Extracted data entries

•••••

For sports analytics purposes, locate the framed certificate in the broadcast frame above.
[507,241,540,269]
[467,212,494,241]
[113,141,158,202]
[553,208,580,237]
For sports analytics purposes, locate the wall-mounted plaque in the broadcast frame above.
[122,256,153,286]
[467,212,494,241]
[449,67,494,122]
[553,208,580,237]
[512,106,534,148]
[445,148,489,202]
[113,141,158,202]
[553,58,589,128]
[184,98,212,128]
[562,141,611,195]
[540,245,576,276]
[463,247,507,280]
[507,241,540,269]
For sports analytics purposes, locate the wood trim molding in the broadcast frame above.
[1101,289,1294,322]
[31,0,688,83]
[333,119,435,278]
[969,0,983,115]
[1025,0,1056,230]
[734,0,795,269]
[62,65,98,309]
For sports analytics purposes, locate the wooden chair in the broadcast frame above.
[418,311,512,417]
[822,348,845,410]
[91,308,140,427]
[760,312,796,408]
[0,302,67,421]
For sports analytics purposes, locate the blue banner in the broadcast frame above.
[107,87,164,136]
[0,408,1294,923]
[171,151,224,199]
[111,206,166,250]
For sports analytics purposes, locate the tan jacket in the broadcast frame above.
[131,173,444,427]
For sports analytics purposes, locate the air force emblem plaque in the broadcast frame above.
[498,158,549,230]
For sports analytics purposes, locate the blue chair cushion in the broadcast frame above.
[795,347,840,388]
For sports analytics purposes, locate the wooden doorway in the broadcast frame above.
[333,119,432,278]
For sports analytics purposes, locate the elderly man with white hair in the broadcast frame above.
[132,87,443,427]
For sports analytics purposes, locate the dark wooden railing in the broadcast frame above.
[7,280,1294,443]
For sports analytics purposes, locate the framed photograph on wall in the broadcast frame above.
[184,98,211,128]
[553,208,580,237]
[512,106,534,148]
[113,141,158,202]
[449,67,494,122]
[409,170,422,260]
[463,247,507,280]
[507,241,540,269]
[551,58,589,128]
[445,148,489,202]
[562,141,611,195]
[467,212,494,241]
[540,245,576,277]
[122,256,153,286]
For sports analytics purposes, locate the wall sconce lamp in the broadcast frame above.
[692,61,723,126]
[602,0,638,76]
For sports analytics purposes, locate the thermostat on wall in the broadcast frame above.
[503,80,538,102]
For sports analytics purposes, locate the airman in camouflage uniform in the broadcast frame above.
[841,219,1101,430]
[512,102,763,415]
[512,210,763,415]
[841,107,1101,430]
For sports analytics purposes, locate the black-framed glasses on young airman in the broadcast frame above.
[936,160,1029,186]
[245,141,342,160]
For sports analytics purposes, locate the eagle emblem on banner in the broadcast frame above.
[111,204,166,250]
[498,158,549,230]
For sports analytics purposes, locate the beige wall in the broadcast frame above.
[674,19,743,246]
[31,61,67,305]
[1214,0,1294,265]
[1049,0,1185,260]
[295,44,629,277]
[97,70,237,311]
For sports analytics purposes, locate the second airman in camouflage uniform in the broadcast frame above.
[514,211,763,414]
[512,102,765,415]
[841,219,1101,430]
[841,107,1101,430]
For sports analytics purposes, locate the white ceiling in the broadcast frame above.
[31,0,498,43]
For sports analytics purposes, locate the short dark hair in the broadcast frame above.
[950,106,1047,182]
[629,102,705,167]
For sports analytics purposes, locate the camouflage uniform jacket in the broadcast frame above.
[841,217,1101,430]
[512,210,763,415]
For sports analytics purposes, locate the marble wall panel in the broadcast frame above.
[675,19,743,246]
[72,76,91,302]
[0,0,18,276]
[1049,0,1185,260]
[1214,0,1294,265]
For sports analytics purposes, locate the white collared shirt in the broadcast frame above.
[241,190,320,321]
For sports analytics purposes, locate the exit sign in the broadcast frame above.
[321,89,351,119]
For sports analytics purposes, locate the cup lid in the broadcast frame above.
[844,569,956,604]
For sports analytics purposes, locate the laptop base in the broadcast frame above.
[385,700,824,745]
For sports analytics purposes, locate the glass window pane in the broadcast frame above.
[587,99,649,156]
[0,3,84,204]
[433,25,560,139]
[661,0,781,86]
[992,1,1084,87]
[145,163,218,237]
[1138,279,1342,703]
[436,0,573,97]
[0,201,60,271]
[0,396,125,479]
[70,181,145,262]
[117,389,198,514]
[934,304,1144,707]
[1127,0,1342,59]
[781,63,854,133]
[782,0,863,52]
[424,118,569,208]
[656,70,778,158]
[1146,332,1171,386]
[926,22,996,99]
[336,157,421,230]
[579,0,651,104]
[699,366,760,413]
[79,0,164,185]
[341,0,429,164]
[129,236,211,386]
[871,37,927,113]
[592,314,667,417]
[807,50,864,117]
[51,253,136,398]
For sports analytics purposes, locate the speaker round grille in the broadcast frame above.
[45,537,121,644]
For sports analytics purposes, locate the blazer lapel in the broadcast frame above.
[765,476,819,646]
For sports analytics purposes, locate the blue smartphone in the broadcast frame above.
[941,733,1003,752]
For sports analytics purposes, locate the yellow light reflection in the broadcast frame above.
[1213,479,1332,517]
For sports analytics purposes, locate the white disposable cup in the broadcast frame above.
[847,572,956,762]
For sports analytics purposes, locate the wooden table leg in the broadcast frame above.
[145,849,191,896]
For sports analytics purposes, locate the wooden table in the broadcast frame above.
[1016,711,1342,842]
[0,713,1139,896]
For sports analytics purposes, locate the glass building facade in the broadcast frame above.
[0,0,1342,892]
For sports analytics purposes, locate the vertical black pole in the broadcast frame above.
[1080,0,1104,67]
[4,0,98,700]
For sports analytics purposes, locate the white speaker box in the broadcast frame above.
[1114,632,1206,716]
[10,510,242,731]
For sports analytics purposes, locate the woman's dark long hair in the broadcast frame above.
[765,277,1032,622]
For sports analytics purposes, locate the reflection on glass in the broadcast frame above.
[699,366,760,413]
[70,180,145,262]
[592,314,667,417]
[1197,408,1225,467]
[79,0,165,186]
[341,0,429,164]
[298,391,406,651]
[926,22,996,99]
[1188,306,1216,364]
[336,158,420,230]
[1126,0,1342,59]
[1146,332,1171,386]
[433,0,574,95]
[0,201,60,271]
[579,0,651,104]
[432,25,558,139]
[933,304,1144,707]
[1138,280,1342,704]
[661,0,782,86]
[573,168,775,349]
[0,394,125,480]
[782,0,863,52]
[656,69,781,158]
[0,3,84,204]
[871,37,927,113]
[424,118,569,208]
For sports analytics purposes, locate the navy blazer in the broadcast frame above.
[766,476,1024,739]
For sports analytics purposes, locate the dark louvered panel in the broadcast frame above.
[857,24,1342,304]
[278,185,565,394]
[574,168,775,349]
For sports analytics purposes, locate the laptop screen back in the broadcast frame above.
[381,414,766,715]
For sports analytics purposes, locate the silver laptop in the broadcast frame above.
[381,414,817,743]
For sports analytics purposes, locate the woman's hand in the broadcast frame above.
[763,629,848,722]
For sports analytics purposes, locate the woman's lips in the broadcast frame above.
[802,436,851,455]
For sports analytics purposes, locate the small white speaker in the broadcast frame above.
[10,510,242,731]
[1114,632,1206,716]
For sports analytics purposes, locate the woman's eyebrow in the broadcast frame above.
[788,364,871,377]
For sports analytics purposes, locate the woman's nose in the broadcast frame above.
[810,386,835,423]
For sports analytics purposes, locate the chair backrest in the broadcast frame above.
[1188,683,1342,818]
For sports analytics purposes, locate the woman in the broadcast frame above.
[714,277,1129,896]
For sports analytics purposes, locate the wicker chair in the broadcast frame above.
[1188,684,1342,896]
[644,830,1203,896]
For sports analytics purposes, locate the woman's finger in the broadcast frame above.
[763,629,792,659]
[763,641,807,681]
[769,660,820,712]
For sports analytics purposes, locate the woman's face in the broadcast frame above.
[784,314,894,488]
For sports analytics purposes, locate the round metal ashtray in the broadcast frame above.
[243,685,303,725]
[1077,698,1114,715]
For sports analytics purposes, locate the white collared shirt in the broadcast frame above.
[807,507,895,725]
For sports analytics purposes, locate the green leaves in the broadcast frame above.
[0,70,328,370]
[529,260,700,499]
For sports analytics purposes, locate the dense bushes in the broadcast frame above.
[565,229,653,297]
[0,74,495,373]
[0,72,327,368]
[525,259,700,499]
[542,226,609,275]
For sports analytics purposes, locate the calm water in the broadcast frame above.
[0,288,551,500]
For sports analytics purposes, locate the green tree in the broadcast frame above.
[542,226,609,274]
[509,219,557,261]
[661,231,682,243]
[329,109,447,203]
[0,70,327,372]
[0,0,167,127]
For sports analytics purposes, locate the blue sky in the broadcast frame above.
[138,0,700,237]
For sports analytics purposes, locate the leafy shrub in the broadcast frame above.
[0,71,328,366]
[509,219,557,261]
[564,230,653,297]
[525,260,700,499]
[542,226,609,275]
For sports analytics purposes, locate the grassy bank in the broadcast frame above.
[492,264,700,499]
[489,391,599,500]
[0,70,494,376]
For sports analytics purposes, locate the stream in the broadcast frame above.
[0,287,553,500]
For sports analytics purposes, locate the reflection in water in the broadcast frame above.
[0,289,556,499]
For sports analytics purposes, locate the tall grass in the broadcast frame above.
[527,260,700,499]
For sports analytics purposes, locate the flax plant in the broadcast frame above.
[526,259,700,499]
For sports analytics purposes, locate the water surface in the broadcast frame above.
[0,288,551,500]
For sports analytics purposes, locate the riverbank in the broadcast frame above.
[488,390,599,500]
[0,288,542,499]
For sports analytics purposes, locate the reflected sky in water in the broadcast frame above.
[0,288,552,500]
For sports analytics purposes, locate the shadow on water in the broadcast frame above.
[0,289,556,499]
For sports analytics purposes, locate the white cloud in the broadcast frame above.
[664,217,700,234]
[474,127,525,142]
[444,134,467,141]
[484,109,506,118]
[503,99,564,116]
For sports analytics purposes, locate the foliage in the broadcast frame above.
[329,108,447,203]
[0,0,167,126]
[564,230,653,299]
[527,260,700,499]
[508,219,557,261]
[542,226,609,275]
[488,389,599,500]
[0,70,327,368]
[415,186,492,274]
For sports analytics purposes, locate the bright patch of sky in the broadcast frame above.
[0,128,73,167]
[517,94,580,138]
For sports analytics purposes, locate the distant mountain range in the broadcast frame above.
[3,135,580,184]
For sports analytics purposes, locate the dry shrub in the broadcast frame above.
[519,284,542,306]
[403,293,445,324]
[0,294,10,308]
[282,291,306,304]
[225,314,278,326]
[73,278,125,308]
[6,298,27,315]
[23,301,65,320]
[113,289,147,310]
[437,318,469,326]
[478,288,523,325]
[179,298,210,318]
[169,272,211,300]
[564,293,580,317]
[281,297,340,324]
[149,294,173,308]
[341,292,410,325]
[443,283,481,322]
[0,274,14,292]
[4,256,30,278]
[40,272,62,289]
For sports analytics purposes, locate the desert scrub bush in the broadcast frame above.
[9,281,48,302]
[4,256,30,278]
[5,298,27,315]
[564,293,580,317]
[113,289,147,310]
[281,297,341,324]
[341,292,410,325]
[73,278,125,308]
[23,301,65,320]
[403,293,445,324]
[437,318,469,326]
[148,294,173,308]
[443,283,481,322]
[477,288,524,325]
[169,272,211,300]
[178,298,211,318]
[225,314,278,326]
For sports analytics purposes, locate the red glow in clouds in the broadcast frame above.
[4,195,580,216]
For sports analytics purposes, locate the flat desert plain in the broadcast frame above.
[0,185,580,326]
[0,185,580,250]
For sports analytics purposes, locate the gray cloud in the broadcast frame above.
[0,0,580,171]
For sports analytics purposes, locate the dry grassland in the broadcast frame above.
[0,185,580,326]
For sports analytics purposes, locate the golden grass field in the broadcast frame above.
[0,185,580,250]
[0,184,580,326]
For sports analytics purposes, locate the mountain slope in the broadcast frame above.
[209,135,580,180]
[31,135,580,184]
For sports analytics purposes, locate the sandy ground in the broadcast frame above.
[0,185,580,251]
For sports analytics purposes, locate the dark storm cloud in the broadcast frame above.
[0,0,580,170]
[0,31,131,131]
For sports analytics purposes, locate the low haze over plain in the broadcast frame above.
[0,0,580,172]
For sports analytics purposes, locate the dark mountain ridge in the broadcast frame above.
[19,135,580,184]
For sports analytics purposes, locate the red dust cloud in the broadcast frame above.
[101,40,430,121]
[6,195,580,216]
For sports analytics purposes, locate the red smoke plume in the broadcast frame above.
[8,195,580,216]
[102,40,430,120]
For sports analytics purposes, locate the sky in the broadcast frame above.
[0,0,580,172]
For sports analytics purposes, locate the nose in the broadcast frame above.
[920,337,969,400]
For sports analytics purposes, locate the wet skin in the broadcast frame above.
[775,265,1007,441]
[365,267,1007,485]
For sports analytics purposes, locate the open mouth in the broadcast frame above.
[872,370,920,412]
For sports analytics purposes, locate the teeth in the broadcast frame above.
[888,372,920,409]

•••••

Rewrite the entries above from the line with "For sports analytics purposes, locate the stream" to the line with "[40,272,62,289]", including both of those lines and each request line in between. Shift every bounding box coordinate in that span up by 99.

For sports analytics purposes, locate the stream in the broadcast frame above.
[99,386,652,599]
For sports analytics purposes, locate the reflection in water in the broadcast frame above.
[99,388,655,598]
For sports analytics purposes, locate the tall grass in the broadcast frame above.
[626,359,799,598]
For sports analytics purposes, locate the flax plant in the broadcast frame above.
[625,358,799,598]
For sports analytics purposes, locate the water surface in the broadcast frame above.
[99,387,650,599]
For sports analytics purposes, locate the riverbank in the broadcast frame above.
[587,489,698,599]
[99,387,641,598]
For sports analytics purposes, locate the reflected sky in water in the broadcast frame above.
[99,387,651,599]
For sports analytics purposes, locate the shadow on water in the broadcast frame above.
[99,388,655,598]
For sports analytics purposes, locate the white cloud in the broadcast frame above.
[763,316,799,333]
[573,226,624,241]
[543,233,566,240]
[583,208,605,217]
[602,198,663,215]
For sports analytics purposes, locate the foliage in the broadcast frame above.
[428,207,546,302]
[99,99,266,225]
[663,329,752,398]
[626,359,799,598]
[607,318,656,360]
[641,325,708,374]
[587,488,698,599]
[99,169,426,467]
[514,285,591,373]
For sports analytics purposes, locate the bright patch of sky in the broadcast frame above.
[99,227,172,266]
[616,193,679,237]
For sports analytics purposes, locate the distant mountain range in the broadcast frame above.
[102,234,679,283]
For sports analytics purposes, locate the dry shrub in the broadcast frame above.
[618,383,641,405]
[502,392,544,423]
[99,393,109,407]
[381,390,405,403]
[324,413,377,425]
[172,377,224,407]
[105,397,126,414]
[122,400,164,419]
[212,388,246,409]
[536,417,568,425]
[577,387,622,424]
[278,397,309,417]
[268,371,310,399]
[663,392,679,416]
[380,396,439,423]
[248,393,272,407]
[440,391,509,424]
[542,382,580,421]
[99,373,113,391]
[103,355,129,377]
[139,371,161,388]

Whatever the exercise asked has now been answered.